BRIEF:
In the text about time off between jobs, what is described as the most valuable resource for people without a job or on a long vacation?

---- EXTRACT TO READ

For those without a job, or taking a long vacation, time is the most valuable resource you can have. And this is an opportunity to renew.
Here are some tips that I learned over the years, and I`m starting to re-use them by writing this. If you end up here, I hope this may be useful or inspiring.

Take some time off the market

Don´t rush into the next job. Take your time, learn the lesson. Evolve.

When stress dissipates is simpler to see things clearly, the valuable lessons, and the mistakes you made to avoid in the future. Time helps us not only refining our ideal frame of mind but also clarify the next choices. Take it easy and enjoy the new opportunity to re-think life and your career the way you want to live them.
Of course, not everyone can do this. But if you have some savings…do it.

Prioritize restoring balance: Mind health

Retiring or leaving a job is never an easy choice. Is a stressful situation, even if you leave with good taste, leaving behind great projects, good teammates and good references. Sometimes is just all about expectations, and your life.

--------
---- DATASET RECORDS

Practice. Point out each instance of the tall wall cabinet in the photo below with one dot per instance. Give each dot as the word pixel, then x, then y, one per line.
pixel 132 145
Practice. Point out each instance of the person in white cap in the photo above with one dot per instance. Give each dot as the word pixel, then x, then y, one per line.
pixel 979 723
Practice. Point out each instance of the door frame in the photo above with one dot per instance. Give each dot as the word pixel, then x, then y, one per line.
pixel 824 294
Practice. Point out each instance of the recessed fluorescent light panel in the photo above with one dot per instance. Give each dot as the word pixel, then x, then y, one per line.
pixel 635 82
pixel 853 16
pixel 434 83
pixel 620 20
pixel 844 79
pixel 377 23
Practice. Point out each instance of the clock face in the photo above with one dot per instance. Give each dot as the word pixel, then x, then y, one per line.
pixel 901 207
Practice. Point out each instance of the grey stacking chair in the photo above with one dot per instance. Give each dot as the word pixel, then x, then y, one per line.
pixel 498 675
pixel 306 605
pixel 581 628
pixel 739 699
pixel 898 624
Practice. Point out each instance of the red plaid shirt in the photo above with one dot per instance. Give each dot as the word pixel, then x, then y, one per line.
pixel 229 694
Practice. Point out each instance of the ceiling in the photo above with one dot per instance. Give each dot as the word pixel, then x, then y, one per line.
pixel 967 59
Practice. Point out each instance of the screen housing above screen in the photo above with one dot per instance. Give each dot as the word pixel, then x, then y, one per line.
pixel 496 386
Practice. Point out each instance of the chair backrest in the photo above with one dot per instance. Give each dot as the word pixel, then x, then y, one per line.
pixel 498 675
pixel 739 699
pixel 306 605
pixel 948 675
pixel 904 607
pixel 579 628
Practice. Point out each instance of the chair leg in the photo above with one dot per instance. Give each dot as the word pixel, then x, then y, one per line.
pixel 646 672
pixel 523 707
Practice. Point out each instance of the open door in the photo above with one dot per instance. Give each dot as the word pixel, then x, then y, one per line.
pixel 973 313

--------

ANSWER TO THIS TASK:
Time.